#### Required work:
Go through the listing and copy each line that has the string "target" in it.
Extracted data: Begin
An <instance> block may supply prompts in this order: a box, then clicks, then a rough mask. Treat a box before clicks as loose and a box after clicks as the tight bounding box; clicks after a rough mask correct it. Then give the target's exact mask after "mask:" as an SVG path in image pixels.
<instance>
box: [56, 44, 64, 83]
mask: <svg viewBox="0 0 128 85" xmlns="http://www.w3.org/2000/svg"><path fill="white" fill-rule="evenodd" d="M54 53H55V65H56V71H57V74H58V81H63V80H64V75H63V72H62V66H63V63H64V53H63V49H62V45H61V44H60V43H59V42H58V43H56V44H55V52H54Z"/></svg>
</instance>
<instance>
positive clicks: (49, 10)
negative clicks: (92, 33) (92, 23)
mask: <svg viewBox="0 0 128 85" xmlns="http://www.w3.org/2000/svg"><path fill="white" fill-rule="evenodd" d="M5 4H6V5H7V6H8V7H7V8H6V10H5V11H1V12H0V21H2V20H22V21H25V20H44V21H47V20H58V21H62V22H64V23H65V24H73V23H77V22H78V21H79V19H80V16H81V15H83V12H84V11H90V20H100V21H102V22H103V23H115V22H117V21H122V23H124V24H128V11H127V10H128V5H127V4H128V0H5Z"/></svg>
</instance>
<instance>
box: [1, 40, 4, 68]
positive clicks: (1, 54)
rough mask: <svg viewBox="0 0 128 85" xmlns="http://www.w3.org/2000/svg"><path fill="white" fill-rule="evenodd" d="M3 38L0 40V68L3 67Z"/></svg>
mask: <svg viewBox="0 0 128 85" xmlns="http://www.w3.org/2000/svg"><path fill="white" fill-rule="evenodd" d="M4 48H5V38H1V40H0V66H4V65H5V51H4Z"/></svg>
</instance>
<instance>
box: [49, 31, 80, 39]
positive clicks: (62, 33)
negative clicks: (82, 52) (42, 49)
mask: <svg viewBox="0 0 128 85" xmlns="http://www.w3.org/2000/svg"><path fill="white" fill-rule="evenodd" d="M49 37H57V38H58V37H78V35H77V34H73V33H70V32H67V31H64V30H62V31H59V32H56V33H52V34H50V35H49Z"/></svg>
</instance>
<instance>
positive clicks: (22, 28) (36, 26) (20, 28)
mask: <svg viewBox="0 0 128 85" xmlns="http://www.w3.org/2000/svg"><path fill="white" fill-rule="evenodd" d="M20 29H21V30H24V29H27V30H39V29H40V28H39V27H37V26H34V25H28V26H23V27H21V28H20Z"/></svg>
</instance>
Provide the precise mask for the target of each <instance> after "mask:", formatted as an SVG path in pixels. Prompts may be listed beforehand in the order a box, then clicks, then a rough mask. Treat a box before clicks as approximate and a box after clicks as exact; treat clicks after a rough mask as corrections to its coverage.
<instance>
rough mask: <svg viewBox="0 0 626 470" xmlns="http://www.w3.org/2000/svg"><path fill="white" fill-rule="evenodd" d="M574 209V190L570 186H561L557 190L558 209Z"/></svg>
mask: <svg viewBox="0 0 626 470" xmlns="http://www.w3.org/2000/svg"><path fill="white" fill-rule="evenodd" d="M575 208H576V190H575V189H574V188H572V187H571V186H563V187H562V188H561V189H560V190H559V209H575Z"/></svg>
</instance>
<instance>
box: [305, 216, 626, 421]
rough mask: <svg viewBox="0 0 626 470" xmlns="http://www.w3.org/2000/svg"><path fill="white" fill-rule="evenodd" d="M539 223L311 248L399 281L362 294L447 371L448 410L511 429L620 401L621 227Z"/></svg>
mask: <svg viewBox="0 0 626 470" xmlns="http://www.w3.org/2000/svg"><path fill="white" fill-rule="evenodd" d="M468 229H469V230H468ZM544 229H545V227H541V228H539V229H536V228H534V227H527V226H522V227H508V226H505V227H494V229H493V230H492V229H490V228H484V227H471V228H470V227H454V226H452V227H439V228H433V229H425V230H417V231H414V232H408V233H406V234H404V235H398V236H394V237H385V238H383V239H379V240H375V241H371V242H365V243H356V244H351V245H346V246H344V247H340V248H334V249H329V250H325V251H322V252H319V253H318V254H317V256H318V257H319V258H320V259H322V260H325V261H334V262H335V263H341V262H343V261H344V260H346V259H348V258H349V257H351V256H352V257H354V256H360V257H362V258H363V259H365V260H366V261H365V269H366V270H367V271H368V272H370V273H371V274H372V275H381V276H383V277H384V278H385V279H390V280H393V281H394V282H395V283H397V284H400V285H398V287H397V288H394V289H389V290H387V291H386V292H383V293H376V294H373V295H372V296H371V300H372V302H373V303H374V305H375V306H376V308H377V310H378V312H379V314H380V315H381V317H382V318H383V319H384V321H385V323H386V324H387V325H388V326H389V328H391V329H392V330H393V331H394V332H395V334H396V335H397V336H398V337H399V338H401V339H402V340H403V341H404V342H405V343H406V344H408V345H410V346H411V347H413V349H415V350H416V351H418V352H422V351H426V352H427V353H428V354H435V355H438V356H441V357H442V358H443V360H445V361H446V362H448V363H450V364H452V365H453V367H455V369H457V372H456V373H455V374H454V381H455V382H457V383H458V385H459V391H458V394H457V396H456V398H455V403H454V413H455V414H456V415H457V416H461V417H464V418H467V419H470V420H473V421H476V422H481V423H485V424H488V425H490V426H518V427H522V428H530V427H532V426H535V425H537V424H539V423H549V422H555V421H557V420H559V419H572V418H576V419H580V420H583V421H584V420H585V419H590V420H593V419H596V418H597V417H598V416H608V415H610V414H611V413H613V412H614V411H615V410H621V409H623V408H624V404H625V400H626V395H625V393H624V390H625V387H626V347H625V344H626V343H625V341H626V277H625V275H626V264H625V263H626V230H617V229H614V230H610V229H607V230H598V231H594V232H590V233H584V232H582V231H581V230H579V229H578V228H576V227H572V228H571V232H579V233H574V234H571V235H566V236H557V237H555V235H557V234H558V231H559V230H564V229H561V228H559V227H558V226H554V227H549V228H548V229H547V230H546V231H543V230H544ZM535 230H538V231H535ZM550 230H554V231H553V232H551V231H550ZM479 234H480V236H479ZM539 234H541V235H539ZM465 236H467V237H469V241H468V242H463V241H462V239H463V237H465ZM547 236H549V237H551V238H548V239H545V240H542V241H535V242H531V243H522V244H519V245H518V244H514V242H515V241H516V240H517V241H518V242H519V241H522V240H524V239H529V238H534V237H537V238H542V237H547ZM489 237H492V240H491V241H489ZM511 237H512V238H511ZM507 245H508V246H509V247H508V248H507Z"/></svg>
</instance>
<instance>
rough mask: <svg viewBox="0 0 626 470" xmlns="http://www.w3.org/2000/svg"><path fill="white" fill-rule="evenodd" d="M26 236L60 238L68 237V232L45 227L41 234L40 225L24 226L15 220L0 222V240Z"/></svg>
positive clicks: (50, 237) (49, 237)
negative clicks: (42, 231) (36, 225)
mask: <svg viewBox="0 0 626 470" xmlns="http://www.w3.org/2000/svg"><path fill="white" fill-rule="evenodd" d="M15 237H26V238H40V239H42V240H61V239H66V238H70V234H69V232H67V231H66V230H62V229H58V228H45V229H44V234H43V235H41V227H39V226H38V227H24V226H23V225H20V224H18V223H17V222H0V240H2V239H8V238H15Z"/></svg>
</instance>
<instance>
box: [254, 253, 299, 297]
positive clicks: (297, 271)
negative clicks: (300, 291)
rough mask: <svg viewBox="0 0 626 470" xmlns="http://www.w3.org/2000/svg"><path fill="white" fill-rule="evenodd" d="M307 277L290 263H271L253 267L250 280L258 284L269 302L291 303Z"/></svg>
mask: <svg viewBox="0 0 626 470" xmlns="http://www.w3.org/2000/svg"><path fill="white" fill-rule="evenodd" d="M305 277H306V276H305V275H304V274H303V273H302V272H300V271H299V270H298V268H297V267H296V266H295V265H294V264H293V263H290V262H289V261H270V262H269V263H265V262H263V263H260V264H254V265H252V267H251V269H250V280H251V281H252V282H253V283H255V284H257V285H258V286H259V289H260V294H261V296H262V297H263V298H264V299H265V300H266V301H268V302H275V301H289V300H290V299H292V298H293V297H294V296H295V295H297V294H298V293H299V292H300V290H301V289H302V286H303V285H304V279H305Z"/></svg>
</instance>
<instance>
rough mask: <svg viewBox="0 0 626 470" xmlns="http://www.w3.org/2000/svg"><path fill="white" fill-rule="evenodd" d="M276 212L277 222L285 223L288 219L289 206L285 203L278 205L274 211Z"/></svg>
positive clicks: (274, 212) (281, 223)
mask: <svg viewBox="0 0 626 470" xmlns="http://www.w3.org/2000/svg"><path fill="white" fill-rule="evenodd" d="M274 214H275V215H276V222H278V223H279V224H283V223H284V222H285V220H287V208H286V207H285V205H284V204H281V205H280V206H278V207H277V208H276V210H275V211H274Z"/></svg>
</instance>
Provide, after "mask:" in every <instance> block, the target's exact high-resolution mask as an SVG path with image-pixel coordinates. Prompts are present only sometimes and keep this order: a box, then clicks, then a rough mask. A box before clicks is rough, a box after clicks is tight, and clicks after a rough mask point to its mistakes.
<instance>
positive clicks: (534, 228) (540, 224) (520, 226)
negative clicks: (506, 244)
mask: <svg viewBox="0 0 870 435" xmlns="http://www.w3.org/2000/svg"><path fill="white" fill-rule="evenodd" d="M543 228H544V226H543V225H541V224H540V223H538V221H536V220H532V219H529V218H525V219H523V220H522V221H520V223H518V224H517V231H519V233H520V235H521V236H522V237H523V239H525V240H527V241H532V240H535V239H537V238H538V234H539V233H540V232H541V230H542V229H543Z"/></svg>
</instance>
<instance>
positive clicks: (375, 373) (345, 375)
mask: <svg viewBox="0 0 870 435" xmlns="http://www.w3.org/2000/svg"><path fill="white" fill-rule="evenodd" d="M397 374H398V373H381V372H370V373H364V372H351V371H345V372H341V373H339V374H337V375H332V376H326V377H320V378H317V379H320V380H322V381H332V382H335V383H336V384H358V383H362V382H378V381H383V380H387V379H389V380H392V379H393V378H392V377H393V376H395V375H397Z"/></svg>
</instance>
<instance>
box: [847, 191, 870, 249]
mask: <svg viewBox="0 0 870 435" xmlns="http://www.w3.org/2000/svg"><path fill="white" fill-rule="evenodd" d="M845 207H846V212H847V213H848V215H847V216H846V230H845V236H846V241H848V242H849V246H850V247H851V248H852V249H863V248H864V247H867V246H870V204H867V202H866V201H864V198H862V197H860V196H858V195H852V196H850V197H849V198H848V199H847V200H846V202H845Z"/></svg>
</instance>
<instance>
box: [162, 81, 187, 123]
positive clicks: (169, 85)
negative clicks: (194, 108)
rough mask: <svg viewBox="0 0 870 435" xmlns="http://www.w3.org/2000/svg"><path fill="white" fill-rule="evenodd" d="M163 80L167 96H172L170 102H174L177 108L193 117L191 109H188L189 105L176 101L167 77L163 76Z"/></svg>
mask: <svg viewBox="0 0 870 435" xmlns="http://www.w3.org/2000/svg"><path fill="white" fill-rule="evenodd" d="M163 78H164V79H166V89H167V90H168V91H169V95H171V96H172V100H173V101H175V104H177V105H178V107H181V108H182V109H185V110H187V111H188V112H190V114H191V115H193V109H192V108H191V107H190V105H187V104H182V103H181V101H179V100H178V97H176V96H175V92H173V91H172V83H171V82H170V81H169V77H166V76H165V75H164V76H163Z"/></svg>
Extracted data: End
#### Written answer:
An <instance> block may supply prompts in this order: a box, then clicks, then a rough mask. Treat a box before clicks as loose and a box after clicks as the tight bounding box; clicks after a rough mask correct it. Then give the target's exact mask after "mask:" as an SVG path in image pixels.
Provide the precise mask for the target of each <instance> after "mask:", formatted as an SVG path in pixels. Prompts may be listed beforehand in the order a box, then clicks, then a rough mask. Treat a box before clicks as approximate and a box after clicks as exact; treat clicks after a rough mask as corrections to its coverage.
Provide, after "mask:" in every <instance> block, the target's exact high-resolution mask as an SVG path with image-pixel coordinates. Prompts are present only sometimes and keep this order: a box, then clicks, then a rough mask. A box before clicks is rough, a box after clicks is tight, and clicks after a rough mask point to its mistakes.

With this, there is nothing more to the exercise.